#### [PROBLEM]
Working from the line that contains "Objective — one point per instance of the evergreen" down to the last line below, repeat each line exactly.

Items listed in a dataset
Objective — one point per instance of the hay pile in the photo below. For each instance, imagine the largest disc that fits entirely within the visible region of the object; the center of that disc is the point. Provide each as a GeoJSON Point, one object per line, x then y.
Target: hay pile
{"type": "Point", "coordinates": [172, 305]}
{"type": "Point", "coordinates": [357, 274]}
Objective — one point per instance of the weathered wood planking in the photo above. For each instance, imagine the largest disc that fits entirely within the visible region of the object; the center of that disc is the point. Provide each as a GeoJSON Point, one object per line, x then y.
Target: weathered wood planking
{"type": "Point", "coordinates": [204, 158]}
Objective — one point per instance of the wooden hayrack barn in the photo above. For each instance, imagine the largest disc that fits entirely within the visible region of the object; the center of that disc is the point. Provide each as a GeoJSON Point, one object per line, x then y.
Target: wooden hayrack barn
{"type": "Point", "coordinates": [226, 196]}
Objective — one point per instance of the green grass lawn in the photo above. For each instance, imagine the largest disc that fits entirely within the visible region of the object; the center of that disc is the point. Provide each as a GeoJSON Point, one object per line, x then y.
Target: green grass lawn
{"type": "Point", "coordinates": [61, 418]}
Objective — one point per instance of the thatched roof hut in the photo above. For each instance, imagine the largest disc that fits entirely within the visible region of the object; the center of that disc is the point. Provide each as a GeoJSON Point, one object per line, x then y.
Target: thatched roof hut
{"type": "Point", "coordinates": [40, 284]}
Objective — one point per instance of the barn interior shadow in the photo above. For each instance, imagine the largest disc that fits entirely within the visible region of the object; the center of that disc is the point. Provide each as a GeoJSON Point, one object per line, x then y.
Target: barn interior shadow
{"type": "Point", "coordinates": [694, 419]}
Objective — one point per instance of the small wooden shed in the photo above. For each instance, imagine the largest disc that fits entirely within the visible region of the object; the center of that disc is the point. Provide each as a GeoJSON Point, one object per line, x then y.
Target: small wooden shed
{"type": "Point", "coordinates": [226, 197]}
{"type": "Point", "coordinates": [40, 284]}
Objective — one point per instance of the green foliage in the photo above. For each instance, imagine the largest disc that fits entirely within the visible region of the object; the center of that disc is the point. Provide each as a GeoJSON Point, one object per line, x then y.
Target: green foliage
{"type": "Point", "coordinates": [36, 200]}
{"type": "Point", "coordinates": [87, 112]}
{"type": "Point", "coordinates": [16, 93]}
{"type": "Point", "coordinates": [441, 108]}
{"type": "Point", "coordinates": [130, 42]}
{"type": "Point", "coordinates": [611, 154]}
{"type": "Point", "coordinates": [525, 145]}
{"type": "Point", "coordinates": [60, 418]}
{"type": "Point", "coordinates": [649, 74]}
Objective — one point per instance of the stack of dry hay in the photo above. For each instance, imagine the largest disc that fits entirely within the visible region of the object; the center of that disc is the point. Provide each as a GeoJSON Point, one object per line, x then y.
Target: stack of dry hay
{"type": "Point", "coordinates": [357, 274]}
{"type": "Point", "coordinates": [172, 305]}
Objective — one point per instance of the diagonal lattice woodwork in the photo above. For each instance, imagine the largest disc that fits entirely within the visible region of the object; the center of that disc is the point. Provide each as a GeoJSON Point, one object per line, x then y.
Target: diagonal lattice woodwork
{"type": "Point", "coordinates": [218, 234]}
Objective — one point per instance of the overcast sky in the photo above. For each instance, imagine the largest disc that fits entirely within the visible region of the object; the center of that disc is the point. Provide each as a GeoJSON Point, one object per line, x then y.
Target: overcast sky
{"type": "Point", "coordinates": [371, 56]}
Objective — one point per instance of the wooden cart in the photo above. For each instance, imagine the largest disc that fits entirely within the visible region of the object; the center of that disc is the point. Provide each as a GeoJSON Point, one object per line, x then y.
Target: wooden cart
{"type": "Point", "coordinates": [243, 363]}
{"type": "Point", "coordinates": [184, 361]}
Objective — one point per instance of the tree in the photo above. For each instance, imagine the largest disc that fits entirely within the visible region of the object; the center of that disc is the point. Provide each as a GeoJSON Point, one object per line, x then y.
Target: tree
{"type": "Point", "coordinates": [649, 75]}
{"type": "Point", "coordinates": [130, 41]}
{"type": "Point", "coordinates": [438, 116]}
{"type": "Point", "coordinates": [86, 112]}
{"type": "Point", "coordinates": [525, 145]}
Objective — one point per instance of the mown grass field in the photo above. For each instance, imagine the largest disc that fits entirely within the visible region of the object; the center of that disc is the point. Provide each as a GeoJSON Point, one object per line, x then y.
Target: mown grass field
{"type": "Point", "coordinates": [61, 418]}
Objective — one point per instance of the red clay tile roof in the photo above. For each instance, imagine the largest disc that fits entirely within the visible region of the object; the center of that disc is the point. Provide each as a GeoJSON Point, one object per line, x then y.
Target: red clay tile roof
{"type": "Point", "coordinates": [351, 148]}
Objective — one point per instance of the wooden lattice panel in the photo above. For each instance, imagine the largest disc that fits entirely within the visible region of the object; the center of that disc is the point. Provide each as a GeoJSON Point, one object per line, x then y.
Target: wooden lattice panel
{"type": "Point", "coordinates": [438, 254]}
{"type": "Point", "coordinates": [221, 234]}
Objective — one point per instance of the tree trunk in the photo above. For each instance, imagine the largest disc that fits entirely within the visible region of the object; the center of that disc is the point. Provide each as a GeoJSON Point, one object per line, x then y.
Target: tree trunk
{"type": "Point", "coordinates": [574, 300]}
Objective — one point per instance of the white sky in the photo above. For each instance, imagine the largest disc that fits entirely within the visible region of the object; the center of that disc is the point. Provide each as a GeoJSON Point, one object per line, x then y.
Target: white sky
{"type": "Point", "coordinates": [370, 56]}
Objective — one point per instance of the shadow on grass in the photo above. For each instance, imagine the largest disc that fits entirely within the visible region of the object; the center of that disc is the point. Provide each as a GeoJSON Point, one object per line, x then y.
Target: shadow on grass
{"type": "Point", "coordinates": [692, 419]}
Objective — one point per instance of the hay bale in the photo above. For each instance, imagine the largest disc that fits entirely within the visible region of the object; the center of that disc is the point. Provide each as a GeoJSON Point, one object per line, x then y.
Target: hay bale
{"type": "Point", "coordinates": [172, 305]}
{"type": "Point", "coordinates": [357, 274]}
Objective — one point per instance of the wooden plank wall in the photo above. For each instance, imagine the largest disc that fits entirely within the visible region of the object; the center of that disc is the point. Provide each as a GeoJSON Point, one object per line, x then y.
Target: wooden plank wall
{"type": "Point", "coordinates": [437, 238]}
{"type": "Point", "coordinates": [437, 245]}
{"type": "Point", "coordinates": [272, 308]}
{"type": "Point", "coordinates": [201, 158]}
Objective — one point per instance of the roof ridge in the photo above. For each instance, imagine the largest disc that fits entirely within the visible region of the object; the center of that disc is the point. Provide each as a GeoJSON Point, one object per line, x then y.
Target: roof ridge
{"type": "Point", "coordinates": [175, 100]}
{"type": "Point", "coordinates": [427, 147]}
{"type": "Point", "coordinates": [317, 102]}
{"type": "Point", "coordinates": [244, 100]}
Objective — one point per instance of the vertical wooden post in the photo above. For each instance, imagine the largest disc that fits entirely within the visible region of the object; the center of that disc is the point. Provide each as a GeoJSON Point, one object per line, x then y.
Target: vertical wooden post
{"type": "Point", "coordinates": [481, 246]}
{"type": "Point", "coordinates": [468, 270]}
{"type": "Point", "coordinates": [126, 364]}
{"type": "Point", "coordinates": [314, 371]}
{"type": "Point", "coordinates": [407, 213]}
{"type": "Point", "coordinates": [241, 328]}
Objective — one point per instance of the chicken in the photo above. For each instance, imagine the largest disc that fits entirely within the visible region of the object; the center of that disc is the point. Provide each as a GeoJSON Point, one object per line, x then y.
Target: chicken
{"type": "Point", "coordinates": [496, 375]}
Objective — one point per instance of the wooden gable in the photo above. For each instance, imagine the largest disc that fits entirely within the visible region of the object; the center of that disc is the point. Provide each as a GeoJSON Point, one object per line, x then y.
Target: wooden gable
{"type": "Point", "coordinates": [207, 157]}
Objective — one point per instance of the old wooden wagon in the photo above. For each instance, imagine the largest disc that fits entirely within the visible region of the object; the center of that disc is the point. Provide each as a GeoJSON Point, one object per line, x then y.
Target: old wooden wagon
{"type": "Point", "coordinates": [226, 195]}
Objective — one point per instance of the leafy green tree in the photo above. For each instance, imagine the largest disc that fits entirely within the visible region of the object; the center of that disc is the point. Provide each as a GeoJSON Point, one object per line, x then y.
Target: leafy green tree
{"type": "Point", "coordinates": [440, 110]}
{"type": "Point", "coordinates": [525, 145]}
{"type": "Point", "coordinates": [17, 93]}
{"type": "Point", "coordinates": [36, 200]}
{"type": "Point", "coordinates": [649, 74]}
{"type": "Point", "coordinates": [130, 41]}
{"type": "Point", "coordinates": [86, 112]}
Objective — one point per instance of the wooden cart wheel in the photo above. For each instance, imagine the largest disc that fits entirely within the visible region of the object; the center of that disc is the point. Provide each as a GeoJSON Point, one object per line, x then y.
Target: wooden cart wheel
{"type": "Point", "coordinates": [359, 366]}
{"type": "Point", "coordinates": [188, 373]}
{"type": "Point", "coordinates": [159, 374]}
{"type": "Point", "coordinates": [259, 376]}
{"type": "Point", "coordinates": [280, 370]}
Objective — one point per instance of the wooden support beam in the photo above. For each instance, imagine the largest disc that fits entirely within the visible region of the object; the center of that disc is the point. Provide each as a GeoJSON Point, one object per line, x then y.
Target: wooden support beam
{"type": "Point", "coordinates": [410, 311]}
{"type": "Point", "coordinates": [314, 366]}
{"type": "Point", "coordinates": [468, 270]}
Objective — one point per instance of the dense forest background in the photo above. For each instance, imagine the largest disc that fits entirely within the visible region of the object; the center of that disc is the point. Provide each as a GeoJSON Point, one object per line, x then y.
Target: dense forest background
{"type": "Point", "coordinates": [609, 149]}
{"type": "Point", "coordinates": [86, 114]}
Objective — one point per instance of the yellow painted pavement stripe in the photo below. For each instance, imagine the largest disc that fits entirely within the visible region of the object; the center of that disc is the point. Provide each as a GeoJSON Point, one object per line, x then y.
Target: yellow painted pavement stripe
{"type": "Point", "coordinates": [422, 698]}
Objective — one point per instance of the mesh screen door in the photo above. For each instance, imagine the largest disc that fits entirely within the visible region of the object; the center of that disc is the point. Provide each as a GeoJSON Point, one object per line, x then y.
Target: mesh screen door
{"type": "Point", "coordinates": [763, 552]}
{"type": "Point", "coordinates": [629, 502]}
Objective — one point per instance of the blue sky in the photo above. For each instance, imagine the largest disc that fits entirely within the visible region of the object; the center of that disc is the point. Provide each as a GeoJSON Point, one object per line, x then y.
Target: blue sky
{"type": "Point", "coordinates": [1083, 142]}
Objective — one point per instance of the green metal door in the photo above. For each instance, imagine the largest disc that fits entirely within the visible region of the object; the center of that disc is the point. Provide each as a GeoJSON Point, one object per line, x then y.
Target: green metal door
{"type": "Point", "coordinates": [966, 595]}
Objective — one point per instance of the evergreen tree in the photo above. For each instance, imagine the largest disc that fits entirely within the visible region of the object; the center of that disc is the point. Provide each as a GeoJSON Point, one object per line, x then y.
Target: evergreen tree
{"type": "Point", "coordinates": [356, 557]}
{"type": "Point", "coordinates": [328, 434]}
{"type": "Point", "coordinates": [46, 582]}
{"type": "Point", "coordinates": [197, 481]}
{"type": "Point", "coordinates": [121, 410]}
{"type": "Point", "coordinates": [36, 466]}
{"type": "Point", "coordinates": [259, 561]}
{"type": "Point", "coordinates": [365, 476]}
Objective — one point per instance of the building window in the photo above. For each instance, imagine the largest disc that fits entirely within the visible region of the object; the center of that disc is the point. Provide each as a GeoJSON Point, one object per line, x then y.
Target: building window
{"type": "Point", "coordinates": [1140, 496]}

#### [RESULT BELOW]
Objective — one point per instance of the evergreen tree in the photo above. For each instance, imagine the largest disc that fits entirely within the visible region of the object; the center of that disc is the point. Provide each as a GeoJSON Point, one object per line, x then y.
Target: evergreen tree
{"type": "Point", "coordinates": [356, 557]}
{"type": "Point", "coordinates": [328, 434]}
{"type": "Point", "coordinates": [46, 582]}
{"type": "Point", "coordinates": [197, 481]}
{"type": "Point", "coordinates": [121, 410]}
{"type": "Point", "coordinates": [36, 466]}
{"type": "Point", "coordinates": [259, 561]}
{"type": "Point", "coordinates": [365, 476]}
Objective — one point per instance of the building window in the photo above. For each instance, imagine the largest disc that fits entirely within the visible region of the object; the center of that disc is the point. Provide each as a GeoJSON Point, one object per line, x then y.
Target: building window
{"type": "Point", "coordinates": [1140, 496]}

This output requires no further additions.